=== 文字摘錄 ===
【Python3 爬蟲學習筆記】解析庫的使用 3 —— Beautiful Soup 1

阿新 • • 發佈：2018-11-11

Beautiful Soup可以藉助網頁的結構和屬性等特性來解析網頁。有了Beautiful Soup，我們不用再去寫一些複雜的正則表示式，只需要簡單的幾條語句，就可以完成網頁中某個元素的提取。

Beautiful Soup是Python的一個HTML或XML的解析庫，可以用它來方便地從網頁中提取資料。官方解釋如下：
Beautiful Soup提供一些簡單的、Python式的函式來處理導航、搜尋、修改分析樹等功能。它是一個工具箱，通過解析文件為使用者提供需要抓取的資料，因為簡單，所以不需要多少程式碼就可以寫出一個完整的應用程式。
Beautiful Soup自動將輸入文件轉換為Unicode編碼，輸出文件轉換為UTF-8編碼。你不需要考慮編碼方式，除非文件沒有指定一個編碼方式，這時你僅僅需要說明一下原始編碼方式就可以了。
Beautiful Soup已成為和lxml、html6lib一樣出色的Python直譯器，為使用者靈活地提供不同的接卸策略或強勁的速度。

Beautiful Soup在解析時實際上依賴解析器，它除了支援Python標準庫中的HTML解析器外，還支援一些第三方解析器（比如lxml）。

解析器	使用方法	優勢	劣勢
Python標準庫	BeautifulSoup(markup,“html.parser”)	Python的內建標準庫、執行速度適中、文件容錯能力強	Python2.7.3及Python3.2.2之前的版本文件容錯能力差
lxml HTML解析器	BeautifulSoup(markup,“lxml”)	速度快、文件容錯能力強	需要安裝C語言庫
lxml XML解析器	BeautifulSoup(markup,“xml”)	速度快、唯一支援XML的解析器	需要安裝C語言庫
html5lib	BeautifulSoup(markup,“html5lib”)	最好的容錯性、以瀏覽器的方式解析文件、生成HTML5格式的文件	速度慢、不依賴外部擴充套件

通過以上對比可以看出，lxml解析器有解析HTML和XML的功能，而且速度快，容錯能力強。
一個例項展示Beautiful Soup的基本用法：

html = """
<html><head><title>The Dormouse's story</title></head>
<body>
<p class="title" name="dromouse"><b>The Dormouse's</b></p>
<p class="story">Once upon a time there were three little sisters; and their names were
<a href="http://example.com/elsie" class="sister" id="link1"><!-- Elsie --></a>,
<a href="http://example.com/lacie" class="sister" id="link2">Lacie</a> and
<a href="http://example.com/tillie" class="sister" id="link3">Tillie</a>;
and they lived at the bottom of a well.</p>
<p class="story">...</p>
"""
=== 展示資料 ===
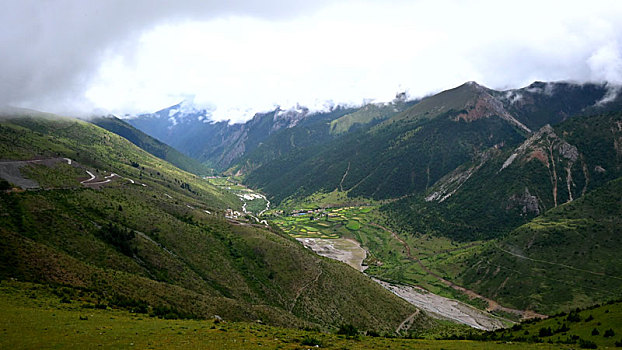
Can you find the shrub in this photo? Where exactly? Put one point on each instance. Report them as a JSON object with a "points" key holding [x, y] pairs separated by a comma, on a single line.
{"points": [[587, 344], [348, 330], [310, 341]]}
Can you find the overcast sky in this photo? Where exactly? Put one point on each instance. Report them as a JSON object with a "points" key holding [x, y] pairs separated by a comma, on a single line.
{"points": [[236, 58]]}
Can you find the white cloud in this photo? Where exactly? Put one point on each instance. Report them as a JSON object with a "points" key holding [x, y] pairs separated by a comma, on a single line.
{"points": [[242, 60]]}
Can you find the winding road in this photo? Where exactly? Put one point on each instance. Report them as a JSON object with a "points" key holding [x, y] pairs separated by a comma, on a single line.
{"points": [[492, 305]]}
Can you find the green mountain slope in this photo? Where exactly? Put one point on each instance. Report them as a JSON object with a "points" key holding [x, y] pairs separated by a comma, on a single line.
{"points": [[566, 258], [503, 189], [116, 226], [400, 156], [151, 145], [407, 153]]}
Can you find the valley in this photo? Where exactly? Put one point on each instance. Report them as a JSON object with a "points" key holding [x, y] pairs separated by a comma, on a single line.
{"points": [[477, 217]]}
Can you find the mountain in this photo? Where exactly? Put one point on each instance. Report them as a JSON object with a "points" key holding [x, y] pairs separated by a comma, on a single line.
{"points": [[151, 145], [505, 188], [245, 146], [566, 258], [106, 224], [217, 144], [409, 152]]}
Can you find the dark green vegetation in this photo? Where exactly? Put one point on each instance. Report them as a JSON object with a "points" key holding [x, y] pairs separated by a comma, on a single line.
{"points": [[589, 328], [36, 316], [504, 189], [568, 257], [410, 152], [473, 164], [152, 238], [151, 145]]}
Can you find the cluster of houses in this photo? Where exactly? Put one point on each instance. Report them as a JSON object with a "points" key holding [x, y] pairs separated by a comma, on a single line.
{"points": [[232, 214]]}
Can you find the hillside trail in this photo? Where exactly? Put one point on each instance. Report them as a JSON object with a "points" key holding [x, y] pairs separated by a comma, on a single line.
{"points": [[407, 323], [492, 305], [556, 264], [305, 286]]}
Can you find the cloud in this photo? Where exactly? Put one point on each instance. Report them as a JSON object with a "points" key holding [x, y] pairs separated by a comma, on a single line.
{"points": [[241, 57], [51, 49]]}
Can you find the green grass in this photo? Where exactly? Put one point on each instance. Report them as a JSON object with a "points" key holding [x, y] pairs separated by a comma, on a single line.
{"points": [[156, 245], [567, 258], [34, 316], [572, 327]]}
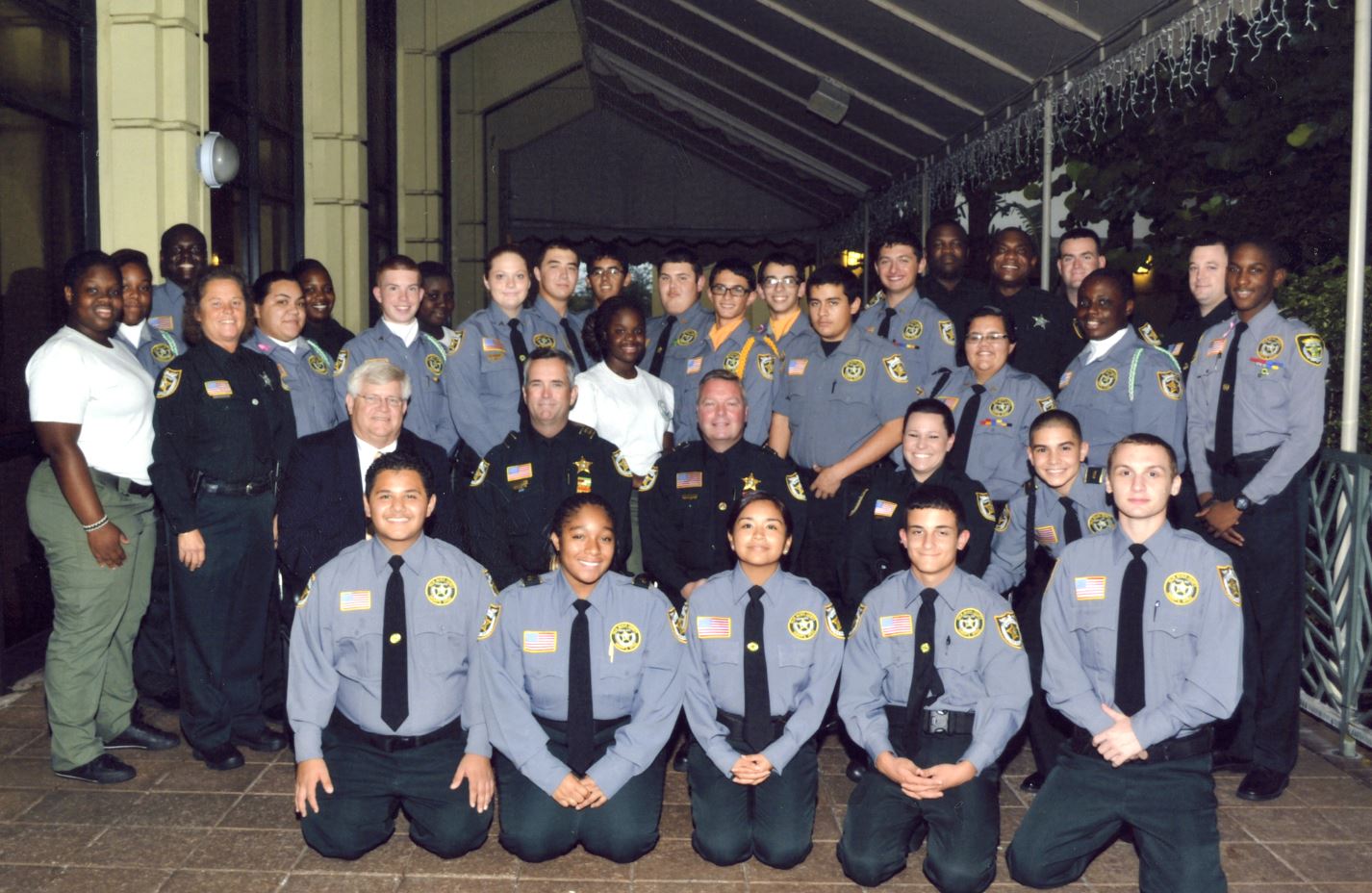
===
• 問題與任務
A - 請逐字抄寫 Beautiful Soup 筆記中從「Beautiful Soup自動將輸入文」到「三方解析器（比如lxml）。」的部分。
B - 將 Beautiful Soup 筆記中以「Beautiful Soup可以藉助網頁的結構」開頭的段落改寫成條列形式，並保留主要事實。

• 逐題解答
A -
Beautiful Soup自動將輸入文件轉換為Unicode編碼，輸出文件轉換為UTF-8編碼。你不需要考慮編碼方式，除非文件沒有指定一個編碼方式，這時你僅僅需要說明一下原始編碼方式就可以了。
Beautiful Soup已成為和lxml、html6lib一樣出色的Python直譯器，為使用者靈活地提供不同的接卸策略或強勁的速度。

Beautiful Soup在解析時實際上依賴解析器，它除了支援Python標準庫中的HTML解析器外，還支援一些第三方解析器（比如lxml）。

B -
- Beautiful Soup 能藉助網頁的結構和屬性等特性解析網頁。
- 使用它就不必再寫複雜的正則表示式。
- 只要幾條簡單語句，就能提取網頁中的某個元素。